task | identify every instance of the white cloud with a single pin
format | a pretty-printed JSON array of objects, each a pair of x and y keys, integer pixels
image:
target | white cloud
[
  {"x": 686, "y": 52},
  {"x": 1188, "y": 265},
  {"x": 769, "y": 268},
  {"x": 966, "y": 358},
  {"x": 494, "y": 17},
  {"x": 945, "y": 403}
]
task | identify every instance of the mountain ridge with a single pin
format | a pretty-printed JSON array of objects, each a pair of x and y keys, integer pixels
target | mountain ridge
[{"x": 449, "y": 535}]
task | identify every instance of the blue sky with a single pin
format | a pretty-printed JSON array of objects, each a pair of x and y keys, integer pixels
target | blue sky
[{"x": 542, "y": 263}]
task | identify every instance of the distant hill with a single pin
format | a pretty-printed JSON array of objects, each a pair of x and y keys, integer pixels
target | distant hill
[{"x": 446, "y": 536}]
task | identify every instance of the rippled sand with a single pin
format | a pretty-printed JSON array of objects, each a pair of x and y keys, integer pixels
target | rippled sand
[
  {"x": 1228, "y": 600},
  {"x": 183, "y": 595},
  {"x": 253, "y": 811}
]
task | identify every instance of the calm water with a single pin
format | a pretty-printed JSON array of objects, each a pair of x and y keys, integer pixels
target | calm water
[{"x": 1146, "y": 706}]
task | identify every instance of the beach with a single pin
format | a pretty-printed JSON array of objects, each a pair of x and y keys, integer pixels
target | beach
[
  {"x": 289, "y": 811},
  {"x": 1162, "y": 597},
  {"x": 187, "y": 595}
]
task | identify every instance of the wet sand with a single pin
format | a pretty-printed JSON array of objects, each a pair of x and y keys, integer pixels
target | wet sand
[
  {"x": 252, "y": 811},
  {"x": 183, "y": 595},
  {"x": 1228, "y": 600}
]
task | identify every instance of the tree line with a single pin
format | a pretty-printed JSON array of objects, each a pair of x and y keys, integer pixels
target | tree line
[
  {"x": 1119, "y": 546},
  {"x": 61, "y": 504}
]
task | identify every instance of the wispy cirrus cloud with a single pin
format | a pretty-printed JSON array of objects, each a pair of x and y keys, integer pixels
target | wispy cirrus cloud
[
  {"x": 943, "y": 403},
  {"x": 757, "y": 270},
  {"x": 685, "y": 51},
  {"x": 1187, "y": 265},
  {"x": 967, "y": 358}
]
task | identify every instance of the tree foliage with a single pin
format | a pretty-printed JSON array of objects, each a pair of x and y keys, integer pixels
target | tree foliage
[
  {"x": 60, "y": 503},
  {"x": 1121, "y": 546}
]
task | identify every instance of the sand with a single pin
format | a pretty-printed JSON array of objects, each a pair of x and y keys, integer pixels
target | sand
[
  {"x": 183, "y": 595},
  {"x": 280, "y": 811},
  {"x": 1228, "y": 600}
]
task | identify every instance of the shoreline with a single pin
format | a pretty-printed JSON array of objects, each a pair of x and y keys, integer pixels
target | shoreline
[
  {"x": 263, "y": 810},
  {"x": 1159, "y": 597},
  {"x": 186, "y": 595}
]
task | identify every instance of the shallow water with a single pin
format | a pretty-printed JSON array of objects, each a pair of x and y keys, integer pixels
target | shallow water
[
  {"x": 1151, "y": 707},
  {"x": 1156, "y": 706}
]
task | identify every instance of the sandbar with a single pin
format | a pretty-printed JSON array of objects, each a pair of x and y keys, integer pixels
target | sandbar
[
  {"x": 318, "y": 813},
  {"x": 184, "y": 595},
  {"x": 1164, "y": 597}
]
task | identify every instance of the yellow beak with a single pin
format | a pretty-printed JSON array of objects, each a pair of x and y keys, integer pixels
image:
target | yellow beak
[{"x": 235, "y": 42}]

+ + +

● **Objective**:
Give back exactly the lines that run from the line with "task | identify every instance of the tree line" through the close of the material, counting both ends, and nothing more.

● **The solution**:
task | identify every instance of the tree line with a single pin
format | a pretty-printed JSON array of objects, each a pair of x and y keys, integer pixels
target | tree line
[
  {"x": 1119, "y": 546},
  {"x": 61, "y": 504}
]
task | identify every instance of the wispy cirrus cloud with a single pin
format | a pretty-printed JSON array of objects, each a pair of x and y keys, integer pixels
target | wispy cirrus cloud
[
  {"x": 943, "y": 403},
  {"x": 757, "y": 270},
  {"x": 685, "y": 51},
  {"x": 1187, "y": 265},
  {"x": 967, "y": 358}
]
task | identify every instance of the tree foliage with a single pin
format | a pretty-printed JSON array of objects, each a pair of x and y keys, integer pixels
target | tree foliage
[
  {"x": 60, "y": 503},
  {"x": 1121, "y": 546}
]
task | identify every instance of the sand with a single pin
format | a pretty-printed JSON array of objects, each a pair of x and y keys, integer pixels
target | sand
[
  {"x": 183, "y": 595},
  {"x": 280, "y": 811},
  {"x": 1228, "y": 600}
]
task | identify every instance of the shoreline with a single pin
format | a pretty-printed JSON array of objects, each a pair of x and y keys, integer pixels
target | shoreline
[
  {"x": 263, "y": 810},
  {"x": 1159, "y": 597},
  {"x": 186, "y": 595}
]
task | identify every instance of the shallow water with a single pin
format | a pretty-printed JSON array of objects, each a pair of x and y keys, integer pixels
target | shallow water
[
  {"x": 1151, "y": 707},
  {"x": 1156, "y": 706}
]
task | identify every instance of the sandbar with a single pin
format | a pretty-printed JSON array of objects, each a pair of x and y keys, integer pixels
target | sandbar
[
  {"x": 318, "y": 813},
  {"x": 184, "y": 595},
  {"x": 1164, "y": 597}
]
task | identify every instance of the yellow beak with a single pin
format | a pretty-printed JSON array of objects, each a pair of x and y keys, integer pixels
image:
target | yellow beak
[{"x": 235, "y": 42}]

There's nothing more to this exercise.